▶ _What you are asked to do_
Determine how many lines in the entries below include "wetsuit". The reply should be that number and nothing else.

▶ _Given information_
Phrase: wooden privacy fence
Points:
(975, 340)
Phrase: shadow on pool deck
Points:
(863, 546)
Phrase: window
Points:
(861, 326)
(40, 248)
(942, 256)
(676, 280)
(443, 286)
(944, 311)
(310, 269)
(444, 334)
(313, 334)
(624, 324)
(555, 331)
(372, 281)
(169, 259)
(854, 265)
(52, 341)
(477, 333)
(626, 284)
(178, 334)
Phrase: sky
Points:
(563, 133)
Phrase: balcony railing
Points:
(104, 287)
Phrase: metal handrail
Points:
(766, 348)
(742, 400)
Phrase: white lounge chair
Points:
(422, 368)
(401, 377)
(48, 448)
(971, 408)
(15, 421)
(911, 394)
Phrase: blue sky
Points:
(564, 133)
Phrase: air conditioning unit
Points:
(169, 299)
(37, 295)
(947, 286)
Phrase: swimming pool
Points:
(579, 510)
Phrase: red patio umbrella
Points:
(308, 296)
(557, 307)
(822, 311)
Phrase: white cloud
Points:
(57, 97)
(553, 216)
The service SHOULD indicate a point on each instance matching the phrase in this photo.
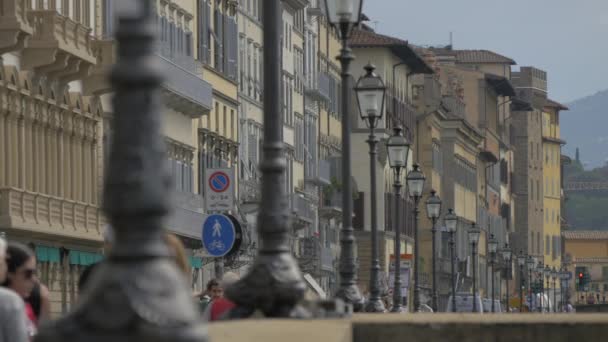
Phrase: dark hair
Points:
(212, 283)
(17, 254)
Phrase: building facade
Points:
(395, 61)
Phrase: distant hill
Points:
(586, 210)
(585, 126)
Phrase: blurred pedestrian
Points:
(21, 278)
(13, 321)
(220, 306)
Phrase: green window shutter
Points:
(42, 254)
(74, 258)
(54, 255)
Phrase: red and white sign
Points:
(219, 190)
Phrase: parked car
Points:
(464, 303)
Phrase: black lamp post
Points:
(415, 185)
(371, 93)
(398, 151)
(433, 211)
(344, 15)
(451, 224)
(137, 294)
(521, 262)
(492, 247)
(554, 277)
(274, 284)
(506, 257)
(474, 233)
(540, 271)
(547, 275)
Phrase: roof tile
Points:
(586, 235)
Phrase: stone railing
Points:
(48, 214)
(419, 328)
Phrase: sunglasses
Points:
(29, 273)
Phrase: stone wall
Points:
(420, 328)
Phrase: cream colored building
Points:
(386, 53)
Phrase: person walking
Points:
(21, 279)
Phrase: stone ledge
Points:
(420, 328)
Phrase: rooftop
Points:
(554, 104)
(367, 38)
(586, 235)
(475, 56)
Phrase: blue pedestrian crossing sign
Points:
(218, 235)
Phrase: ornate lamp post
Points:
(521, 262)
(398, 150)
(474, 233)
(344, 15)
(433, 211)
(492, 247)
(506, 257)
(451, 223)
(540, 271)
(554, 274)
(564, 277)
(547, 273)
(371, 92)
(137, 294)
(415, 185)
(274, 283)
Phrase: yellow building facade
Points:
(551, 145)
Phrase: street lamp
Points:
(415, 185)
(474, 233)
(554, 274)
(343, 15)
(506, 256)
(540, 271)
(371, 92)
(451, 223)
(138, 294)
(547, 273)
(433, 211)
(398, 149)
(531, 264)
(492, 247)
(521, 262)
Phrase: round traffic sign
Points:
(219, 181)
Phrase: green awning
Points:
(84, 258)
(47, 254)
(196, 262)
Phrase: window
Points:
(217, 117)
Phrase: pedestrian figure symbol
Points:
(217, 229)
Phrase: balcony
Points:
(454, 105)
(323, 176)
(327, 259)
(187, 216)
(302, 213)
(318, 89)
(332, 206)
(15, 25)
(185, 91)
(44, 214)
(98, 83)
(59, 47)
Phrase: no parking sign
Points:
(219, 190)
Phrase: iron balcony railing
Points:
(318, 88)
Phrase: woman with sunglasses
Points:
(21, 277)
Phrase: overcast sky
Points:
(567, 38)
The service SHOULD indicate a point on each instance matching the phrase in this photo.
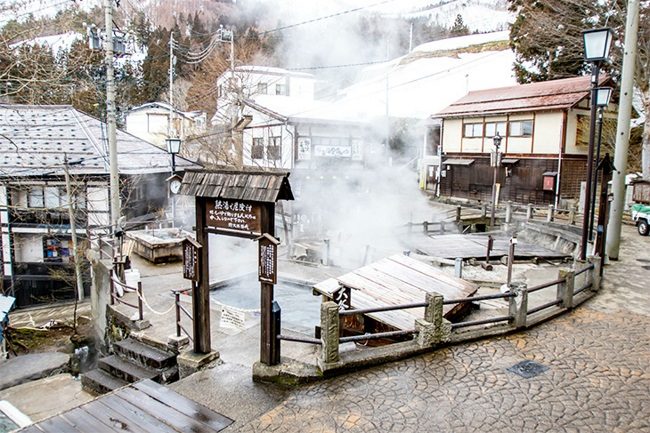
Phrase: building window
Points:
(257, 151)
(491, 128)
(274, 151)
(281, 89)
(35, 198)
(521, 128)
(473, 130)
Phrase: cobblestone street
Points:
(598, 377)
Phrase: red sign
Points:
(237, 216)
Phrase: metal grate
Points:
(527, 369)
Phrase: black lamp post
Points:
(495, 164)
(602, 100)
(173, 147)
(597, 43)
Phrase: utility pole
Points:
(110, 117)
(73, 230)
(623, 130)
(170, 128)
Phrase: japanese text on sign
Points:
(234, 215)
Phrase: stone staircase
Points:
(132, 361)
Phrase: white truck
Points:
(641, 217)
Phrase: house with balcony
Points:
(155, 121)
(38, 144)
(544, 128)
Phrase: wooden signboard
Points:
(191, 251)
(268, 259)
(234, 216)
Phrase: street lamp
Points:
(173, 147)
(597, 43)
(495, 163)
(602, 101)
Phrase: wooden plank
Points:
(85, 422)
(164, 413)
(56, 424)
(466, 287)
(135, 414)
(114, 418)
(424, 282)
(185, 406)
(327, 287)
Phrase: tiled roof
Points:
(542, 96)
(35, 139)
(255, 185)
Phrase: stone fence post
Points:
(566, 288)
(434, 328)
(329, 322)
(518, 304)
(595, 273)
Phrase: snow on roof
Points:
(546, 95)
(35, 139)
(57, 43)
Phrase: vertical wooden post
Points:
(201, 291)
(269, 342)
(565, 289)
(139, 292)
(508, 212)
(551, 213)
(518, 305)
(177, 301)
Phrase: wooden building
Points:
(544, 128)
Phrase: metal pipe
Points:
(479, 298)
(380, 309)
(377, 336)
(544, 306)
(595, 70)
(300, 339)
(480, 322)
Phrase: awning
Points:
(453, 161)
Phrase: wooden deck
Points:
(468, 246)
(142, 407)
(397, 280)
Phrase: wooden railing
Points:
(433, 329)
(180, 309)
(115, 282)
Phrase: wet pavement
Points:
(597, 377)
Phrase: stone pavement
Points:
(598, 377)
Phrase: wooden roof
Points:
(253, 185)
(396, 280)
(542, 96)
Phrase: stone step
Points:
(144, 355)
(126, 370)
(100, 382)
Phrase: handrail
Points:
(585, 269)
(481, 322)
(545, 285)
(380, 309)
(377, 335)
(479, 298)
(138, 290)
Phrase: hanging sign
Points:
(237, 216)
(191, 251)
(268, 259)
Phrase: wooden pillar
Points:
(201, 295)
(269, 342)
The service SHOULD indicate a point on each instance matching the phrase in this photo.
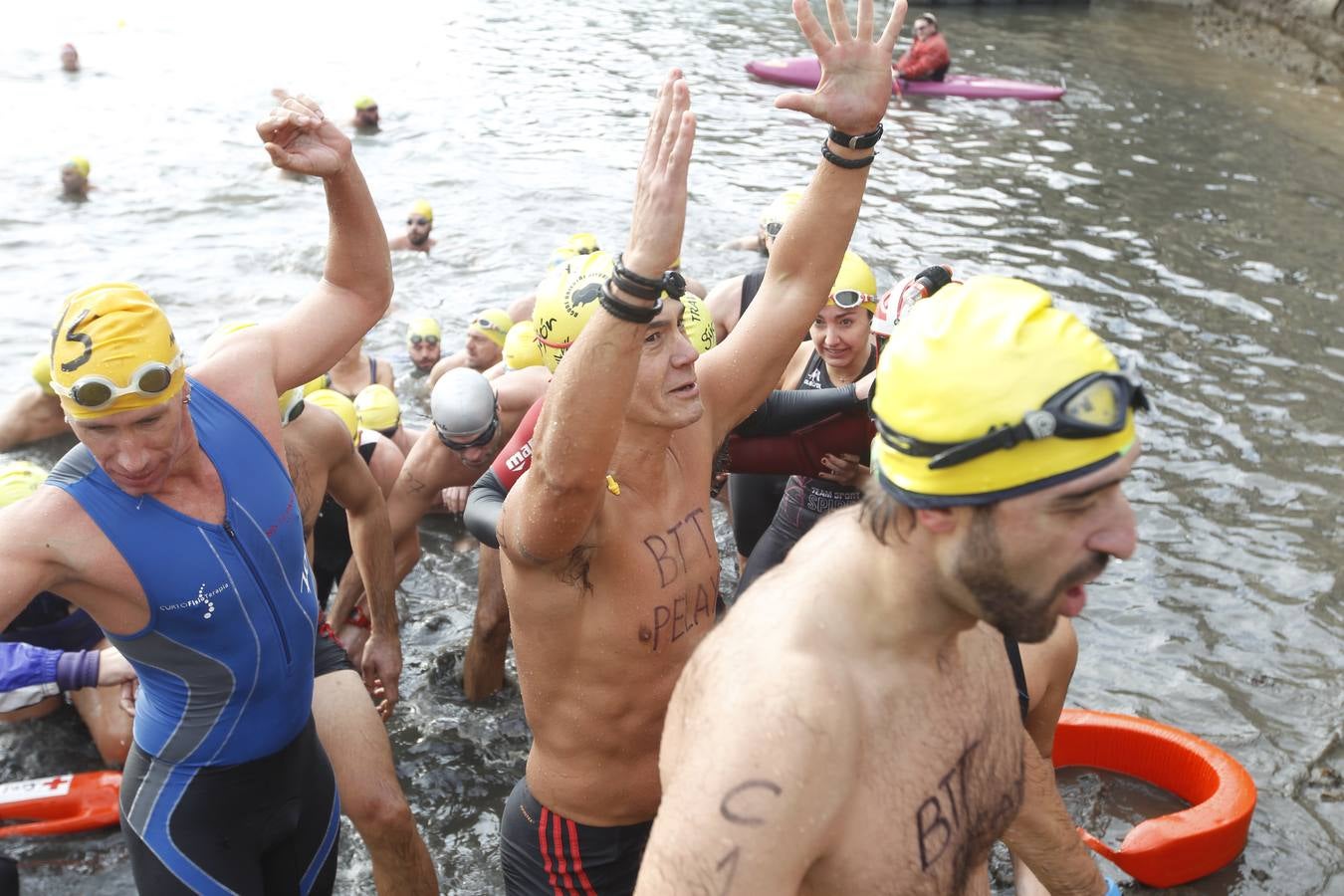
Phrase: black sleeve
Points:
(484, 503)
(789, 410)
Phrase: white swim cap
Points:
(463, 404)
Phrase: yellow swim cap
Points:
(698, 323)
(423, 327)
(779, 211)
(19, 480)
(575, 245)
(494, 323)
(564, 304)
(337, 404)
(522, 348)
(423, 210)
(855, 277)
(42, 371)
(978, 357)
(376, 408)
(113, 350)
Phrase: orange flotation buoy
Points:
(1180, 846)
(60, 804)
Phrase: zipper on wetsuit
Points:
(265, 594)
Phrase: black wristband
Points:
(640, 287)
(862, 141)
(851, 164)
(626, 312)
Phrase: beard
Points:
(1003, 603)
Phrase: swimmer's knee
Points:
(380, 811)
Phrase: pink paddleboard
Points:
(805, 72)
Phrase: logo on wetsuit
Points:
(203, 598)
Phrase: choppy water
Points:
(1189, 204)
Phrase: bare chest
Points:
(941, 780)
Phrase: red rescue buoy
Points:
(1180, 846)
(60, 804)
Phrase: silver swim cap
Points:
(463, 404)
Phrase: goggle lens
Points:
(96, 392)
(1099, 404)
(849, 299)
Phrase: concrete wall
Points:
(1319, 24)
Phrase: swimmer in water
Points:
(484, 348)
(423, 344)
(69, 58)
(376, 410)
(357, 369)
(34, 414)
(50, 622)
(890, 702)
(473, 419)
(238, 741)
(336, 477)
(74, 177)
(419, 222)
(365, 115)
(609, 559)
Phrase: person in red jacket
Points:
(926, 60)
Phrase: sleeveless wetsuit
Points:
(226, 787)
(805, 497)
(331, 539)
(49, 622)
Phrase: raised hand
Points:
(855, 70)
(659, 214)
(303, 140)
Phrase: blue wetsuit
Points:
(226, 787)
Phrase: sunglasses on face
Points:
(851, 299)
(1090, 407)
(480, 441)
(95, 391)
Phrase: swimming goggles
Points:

▶ _Completed exercise_
4